WORKING DATA:
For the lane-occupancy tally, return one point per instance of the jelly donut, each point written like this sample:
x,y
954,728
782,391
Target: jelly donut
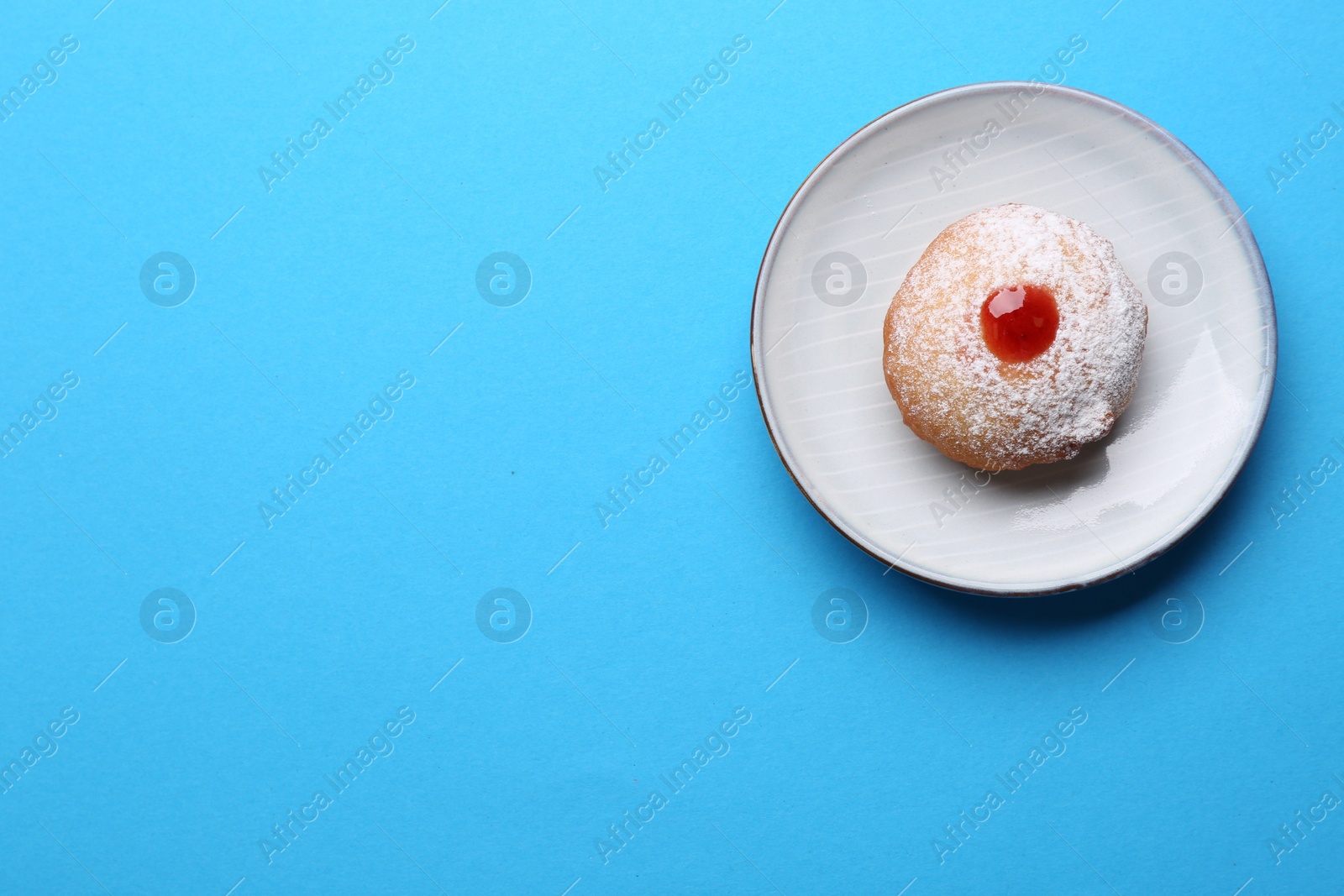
x,y
1015,338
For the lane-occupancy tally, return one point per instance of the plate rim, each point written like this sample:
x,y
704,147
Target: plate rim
x,y
1216,492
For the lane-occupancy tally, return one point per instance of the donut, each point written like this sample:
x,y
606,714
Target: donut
x,y
1015,338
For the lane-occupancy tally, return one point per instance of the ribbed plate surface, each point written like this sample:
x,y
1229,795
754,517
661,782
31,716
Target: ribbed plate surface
x,y
880,197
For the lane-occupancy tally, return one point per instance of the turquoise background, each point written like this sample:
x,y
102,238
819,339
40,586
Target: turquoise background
x,y
649,631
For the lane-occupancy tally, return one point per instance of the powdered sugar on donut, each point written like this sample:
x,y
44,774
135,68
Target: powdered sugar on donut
x,y
954,392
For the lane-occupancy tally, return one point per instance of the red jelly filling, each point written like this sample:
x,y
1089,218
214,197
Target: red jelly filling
x,y
1019,322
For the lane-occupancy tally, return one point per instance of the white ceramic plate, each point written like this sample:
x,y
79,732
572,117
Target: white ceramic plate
x,y
862,219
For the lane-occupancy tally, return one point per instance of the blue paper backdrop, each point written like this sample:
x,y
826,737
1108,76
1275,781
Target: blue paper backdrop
x,y
143,762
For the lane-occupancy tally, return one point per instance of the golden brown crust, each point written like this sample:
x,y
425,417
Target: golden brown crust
x,y
988,414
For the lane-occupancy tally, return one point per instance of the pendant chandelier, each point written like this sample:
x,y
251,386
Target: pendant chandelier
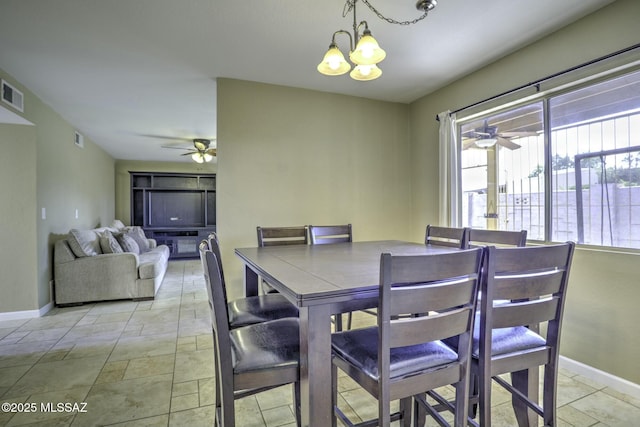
x,y
367,53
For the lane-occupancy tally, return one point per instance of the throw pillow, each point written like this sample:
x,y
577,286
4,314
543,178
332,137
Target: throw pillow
x,y
117,224
127,243
138,235
109,244
84,243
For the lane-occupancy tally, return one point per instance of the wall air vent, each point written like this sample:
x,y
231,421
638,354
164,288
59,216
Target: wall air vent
x,y
78,139
12,96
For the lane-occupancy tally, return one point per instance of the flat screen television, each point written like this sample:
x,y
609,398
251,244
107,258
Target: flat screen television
x,y
176,209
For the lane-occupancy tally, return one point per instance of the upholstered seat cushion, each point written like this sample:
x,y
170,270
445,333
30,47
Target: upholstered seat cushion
x,y
247,311
508,340
267,345
504,340
153,262
360,348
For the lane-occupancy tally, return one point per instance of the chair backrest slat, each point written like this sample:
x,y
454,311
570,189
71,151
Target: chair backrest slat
x,y
278,236
328,234
440,296
219,314
416,287
418,330
524,287
525,313
447,236
479,237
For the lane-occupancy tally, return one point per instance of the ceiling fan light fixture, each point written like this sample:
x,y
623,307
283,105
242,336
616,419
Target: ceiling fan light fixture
x,y
486,142
201,144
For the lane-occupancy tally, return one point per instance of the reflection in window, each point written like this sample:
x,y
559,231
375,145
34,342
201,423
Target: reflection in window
x,y
593,165
502,174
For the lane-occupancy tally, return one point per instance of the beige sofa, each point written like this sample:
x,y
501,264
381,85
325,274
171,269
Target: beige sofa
x,y
101,264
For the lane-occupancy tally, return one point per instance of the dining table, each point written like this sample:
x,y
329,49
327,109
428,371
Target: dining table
x,y
323,280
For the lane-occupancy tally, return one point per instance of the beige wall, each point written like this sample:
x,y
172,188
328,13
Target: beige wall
x,y
293,157
64,178
600,315
123,179
18,224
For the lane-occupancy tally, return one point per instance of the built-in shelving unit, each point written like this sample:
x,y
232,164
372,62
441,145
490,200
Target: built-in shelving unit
x,y
178,210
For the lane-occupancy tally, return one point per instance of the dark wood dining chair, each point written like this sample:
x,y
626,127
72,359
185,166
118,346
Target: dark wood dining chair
x,y
423,300
323,234
280,236
253,309
522,288
249,359
479,237
329,234
447,236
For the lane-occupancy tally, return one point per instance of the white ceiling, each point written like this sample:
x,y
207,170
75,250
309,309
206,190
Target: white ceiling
x,y
130,74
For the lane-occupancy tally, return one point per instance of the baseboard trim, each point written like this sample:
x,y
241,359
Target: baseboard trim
x,y
616,383
26,314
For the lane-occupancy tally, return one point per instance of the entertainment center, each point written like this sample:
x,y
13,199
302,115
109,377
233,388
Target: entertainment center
x,y
175,209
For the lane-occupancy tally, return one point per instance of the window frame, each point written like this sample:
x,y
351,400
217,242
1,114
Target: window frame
x,y
571,81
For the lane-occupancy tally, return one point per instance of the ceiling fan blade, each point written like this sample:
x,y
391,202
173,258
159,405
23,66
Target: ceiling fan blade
x,y
471,143
167,137
175,148
523,133
507,143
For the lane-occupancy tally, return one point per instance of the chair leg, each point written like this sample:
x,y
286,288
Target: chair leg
x,y
419,413
550,394
474,389
338,321
462,403
520,381
227,409
334,394
405,411
296,402
484,398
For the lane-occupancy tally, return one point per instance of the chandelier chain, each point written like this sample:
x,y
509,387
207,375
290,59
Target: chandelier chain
x,y
350,4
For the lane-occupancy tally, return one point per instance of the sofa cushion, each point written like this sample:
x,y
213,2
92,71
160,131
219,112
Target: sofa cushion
x,y
117,224
109,244
84,243
153,263
137,234
127,243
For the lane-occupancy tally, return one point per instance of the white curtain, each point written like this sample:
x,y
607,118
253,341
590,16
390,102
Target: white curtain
x,y
449,171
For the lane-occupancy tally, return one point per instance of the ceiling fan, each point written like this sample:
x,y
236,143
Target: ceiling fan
x,y
488,136
200,152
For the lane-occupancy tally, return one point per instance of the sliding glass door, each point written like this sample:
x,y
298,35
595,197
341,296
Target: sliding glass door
x,y
566,167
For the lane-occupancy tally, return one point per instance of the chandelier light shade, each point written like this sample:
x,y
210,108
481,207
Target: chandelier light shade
x,y
365,73
333,63
364,50
367,51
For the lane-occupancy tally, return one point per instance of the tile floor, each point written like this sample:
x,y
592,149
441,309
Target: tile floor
x,y
150,364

REQUIREMENT:
Return the entries exactly as given. Do not include pictures.

ANSWER FOR THIS EXERCISE:
For the lane-occupancy tally, return one point per instance of the jelly donut, each point written like this sample:
x,y
954,728
782,391
Target: jelly donut
x,y
1015,338
For the lane-occupancy tally, return one point per instance of the plate rim, each point written like this sample:
x,y
704,147
Target: plate rim
x,y
1216,492
For the lane-occupancy tally, return one point per instance of the donut, each point written like this sample:
x,y
606,714
Target: donut
x,y
1015,338
For the lane-occupancy tally, return one point per instance of the ribbed plate surface, each point written like this sample:
x,y
1229,795
754,517
661,782
31,716
Target: ribbed plate surface
x,y
880,197
For the lane-occupancy tally, return one point per instance of the turquoise background, each point written like this sample:
x,y
102,238
819,339
40,586
Target: turquoise background
x,y
649,631
For the lane-occupancy tally, return one point per instance of the powdered sugar on donut, each point written like this sample:
x,y
44,774
135,68
Target: powdered sugar on donut
x,y
954,392
For the lane-occupancy tally, return one point per instance of the red jelly filling, each point written like this sample:
x,y
1089,218
214,197
Target: red jelly filling
x,y
1019,322
For the lane-occupancy tally, return one point per instance of the white ceramic plate, each point written like this sample:
x,y
79,732
572,117
Target: white ceramic plate
x,y
862,219
For the lane-occupancy tally, return one point per instance of the blue paper backdrop, each point written like this sample:
x,y
826,737
1108,76
1275,781
Target: blue paper backdrop
x,y
143,762
For the lane-occupancy tally, return one point per instance of the golden brown crust, each point written like this sample:
x,y
425,417
Target: golden brown crust
x,y
988,414
For the lane-occupancy tally, return one point per instance of the pendant chandelier, each point written like this sample:
x,y
251,386
Target: pendant chandelier
x,y
367,53
For the lane-occupancy tally, return one point per instance of the throw pillow, each point written like this sample:
x,y
577,286
4,314
543,178
332,137
Target: throw pillow
x,y
117,224
127,243
138,235
109,244
84,243
For the lane-occupancy tally, return one point per instance of the wall air vent, each point written like this sample:
x,y
231,421
638,354
164,288
59,216
Target: wall air vent
x,y
78,139
12,96
For the lane-occupancy tally, return one point per instance of the flat screen television, each point written like this sample:
x,y
609,398
251,244
107,258
Target: flat screen television
x,y
176,209
For the lane-occupancy tally, return one point per instance of the upholstered seat cushion, each point written like this sample:
x,y
170,270
445,333
30,47
Target: upholstered seat cushion
x,y
247,311
508,340
267,345
504,340
153,262
360,348
For the lane-occupancy tally, return one point per instance of the chair backrest slat, each point written like this sample:
x,y
454,311
570,189
71,151
Target: chair backrest slat
x,y
278,236
328,234
440,296
219,314
416,287
418,330
524,287
525,313
447,236
479,237
For the lane-occupancy tally, return one point per instance of the ceiling fan light fixture, each point written like this sample:
x,y
623,307
283,105
242,336
616,419
Target: ceiling fan light fixture
x,y
486,142
201,144
For the lane-occupancy tally, return one point per instance of the reflection in window, each point written like this sample:
x,y
559,231
375,145
34,342
201,423
Target: reflection in window
x,y
593,165
502,174
For the lane-occupancy tally, return one point per instance of the beige sofa, each point written like this sample:
x,y
501,264
381,85
325,274
171,269
Target: beige sofa
x,y
101,264
For the lane-occupancy tally, return one point per instance of the dining table, each point written like this sample:
x,y
329,49
327,109
428,371
Target: dining table
x,y
323,280
For the lane-occupancy tally, return one point per instance of the beige wall, each point written like this sample:
x,y
172,188
328,13
Target: beige wall
x,y
293,157
64,178
600,315
123,179
18,224
For the lane-occupancy tally, return one point per instance of the built-in shelving unit, each point written like this sample:
x,y
232,164
372,62
441,145
490,200
Target: built-in shelving unit
x,y
178,210
For the lane-occupancy tally, return one point per instance of the dark wood dining chair, each point written like this sample:
x,y
626,127
72,359
185,166
118,346
Target: dark wood dining chair
x,y
423,300
323,234
280,236
253,309
522,288
249,359
479,237
329,234
447,236
For the lane-occupancy tally, return one point per instance of the white ceiling, each point written like this sample:
x,y
207,170
75,250
309,309
206,190
Target: white ceiling
x,y
130,74
For the lane-occupancy tally, return one point per instance of the baseboard trim, each point written like this sample:
x,y
241,359
Target: baseboard trim
x,y
616,383
26,314
For the lane-occupancy tally, return one point per instance of the entertainment center, each point written like this sample:
x,y
13,199
302,115
109,377
233,388
Target: entertainment center
x,y
175,209
For the lane-occupancy tally, return one point per instance of the window frame, each point written like this sample:
x,y
351,400
217,242
1,114
Target: window frame
x,y
571,81
For the lane-occupancy tally, return one point per instance of the ceiling fan blade, each point written like this sample:
x,y
391,202
173,258
159,405
23,66
Target: ceiling fan blade
x,y
471,143
167,137
175,148
523,133
507,143
For the lane-occupancy tally, return one point per instance of the chair leg, each point written like this sample:
x,y
286,288
Target: chair leg
x,y
419,413
550,394
474,389
338,321
462,403
520,381
227,409
334,394
405,411
296,402
484,398
For the lane-occupancy tally, return one point per instance of the chandelier chain, each point written like this sample:
x,y
509,387
207,375
290,59
Target: chandelier chain
x,y
350,4
For the lane-occupancy tally, return one point per instance of the sofa cushion, each point written like this sample:
x,y
213,2
92,71
160,131
219,112
Target: sofa cushion
x,y
117,224
109,244
84,243
153,263
137,234
127,243
For the lane-occupancy tally, return one point per instance of the white curtain, each point written like this sample:
x,y
607,118
253,341
590,16
390,102
Target: white curtain
x,y
449,171
For the lane-occupancy tally, return one point per instance of the ceiling fan, each point written like this sample:
x,y
236,143
Target: ceiling fan
x,y
488,136
200,152
For the lane-occupancy tally, return one point per instance of the sliding glass door, each point written like this sample:
x,y
298,35
595,197
341,296
Target: sliding glass door
x,y
566,167
For the lane-occupancy tally, return one point per instance of the chandelier light shade, each point written like this sample:
x,y
210,108
481,207
Target: chandelier light shade
x,y
365,73
333,63
364,50
367,51
For the lane-occupancy tally, return one point per instance of the tile floor, each point written like this sample:
x,y
592,149
441,309
Target: tile floor
x,y
150,364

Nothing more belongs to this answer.